▶ [Extract]
● ● ●
At Long Last, The Debate Over Terrorism Coverage Is Behind Us

Nearly 15 months after terrorists destroyed New York's World Trade Center, the United States finally will have a system in place to insure losses from any future attacks.

The bill that was sent by Congress to President George W. Bush for his signature is not perfect. For example, it excludes personal lines for the moment, although the Treasury Department will study the possibility of adding auto and homeowners insurers to the program.

However, the bill will stabilize the commercial insurance market by making coverage available once again, while providing a critical financial cushion for insurers.

Insurance industry groups are understandably relieved to have this controversy behind them. Insurers and brokers, backed by corporate insurance buyers, lobbied hard to make lawmakers understand the realities of the marketplace, as well as the effect a lack of terrorism coverage was having and could have on the economy.

The status quo was unacceptable. Primary carriers, abandoned by their reinsurers, were forced to either exclude the coverage altogether or severely limit their exposure, leaving buyers underinsured at best, bare at worst. Some states chose to forbid carriers from excluding the coverage, which would have either driven some from a state's market entirely, or forced them to assume an exposure that could have threatened their solvency.

Private insurers fulfilled their obligations by covering tens of billions in Sept. 11-related losses. Some claims, like the World Trade Center property loss, are being litigated over the extent of coverage, but friction with policyholders has been kept to a minimum.
● ● ●
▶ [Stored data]
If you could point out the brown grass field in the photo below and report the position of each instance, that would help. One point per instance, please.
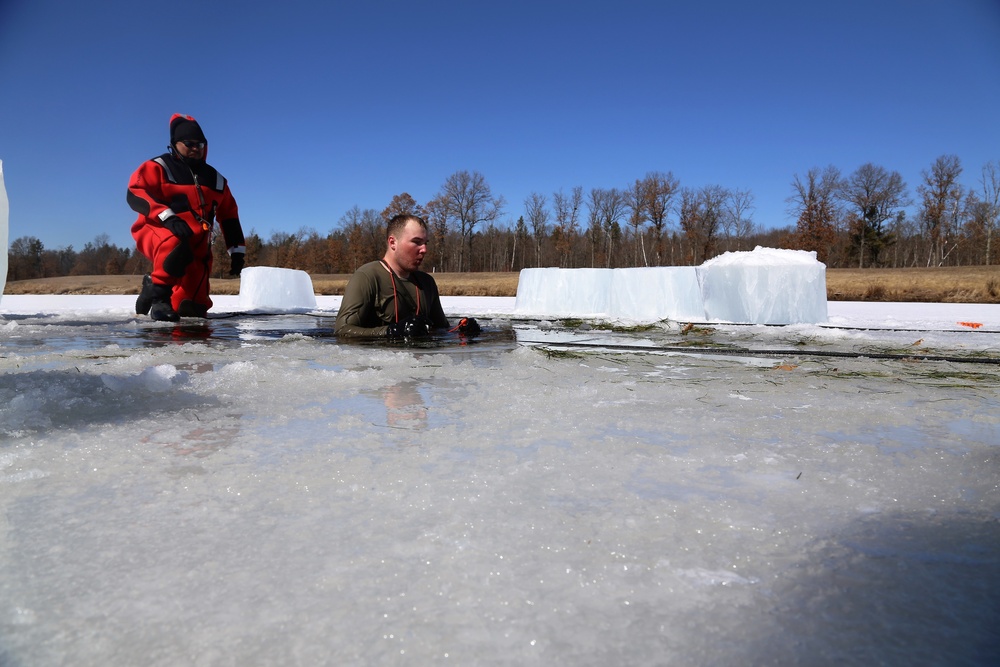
(966, 284)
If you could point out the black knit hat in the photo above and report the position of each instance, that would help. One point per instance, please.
(185, 128)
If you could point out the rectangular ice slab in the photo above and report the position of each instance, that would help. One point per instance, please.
(647, 294)
(765, 286)
(270, 288)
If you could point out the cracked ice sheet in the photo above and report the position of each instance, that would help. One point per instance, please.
(302, 501)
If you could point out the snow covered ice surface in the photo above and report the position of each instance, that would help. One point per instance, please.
(252, 491)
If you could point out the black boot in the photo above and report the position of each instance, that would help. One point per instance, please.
(145, 299)
(159, 306)
(162, 311)
(189, 308)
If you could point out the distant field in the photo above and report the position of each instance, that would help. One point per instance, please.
(966, 284)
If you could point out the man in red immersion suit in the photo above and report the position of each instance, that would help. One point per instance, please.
(179, 198)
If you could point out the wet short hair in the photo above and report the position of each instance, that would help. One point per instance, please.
(398, 222)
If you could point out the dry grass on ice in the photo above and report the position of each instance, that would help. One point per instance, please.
(967, 284)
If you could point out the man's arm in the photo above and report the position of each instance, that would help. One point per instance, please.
(357, 316)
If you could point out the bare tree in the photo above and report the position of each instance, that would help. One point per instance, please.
(875, 195)
(607, 206)
(815, 207)
(365, 233)
(660, 189)
(467, 201)
(538, 218)
(941, 198)
(737, 223)
(567, 220)
(701, 219)
(635, 202)
(991, 200)
(403, 203)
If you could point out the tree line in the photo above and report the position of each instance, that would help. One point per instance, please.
(856, 220)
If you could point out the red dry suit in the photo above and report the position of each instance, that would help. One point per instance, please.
(195, 192)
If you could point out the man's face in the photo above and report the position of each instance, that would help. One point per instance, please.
(409, 247)
(194, 150)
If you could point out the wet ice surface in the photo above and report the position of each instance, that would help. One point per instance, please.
(270, 495)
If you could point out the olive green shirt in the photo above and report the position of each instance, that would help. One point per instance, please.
(375, 298)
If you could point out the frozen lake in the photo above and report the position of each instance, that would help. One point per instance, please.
(252, 491)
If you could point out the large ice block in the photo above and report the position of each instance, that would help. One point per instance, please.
(271, 288)
(765, 286)
(646, 294)
(4, 214)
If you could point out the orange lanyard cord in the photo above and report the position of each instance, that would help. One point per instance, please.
(395, 295)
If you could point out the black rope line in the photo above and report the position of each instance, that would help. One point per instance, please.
(741, 351)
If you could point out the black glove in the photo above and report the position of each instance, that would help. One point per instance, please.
(414, 327)
(469, 327)
(236, 262)
(178, 227)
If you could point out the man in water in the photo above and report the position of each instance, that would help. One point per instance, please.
(178, 197)
(392, 297)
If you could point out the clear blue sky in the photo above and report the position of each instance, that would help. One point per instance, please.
(311, 108)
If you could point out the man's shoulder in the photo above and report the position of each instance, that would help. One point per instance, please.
(423, 279)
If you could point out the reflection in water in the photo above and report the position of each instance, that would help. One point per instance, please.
(404, 406)
(200, 441)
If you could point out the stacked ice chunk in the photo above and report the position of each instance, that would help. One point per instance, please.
(269, 288)
(765, 286)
● ● ●
▶ [List of tasks]
[a] Name every federal government body or official that the terrorism coverage article mentions by name.
[b] Answer these questions from the terrorism coverage article, marking each answer as the question is marked.
(i) About how many months after the World Trade Center's destruction will the insurance system be in place?
(ii) Which lines does the bill exclude for the moment?
(iii) Which claim is given as an example of one being litigated over the extent of coverage?

▶ [Answer list]
[a]
Congress
President George W. Bush
The Treasury Department

[b]
(i) Nearly 15 months.
(ii) Personal lines.
(iii) The World Trade Center property loss.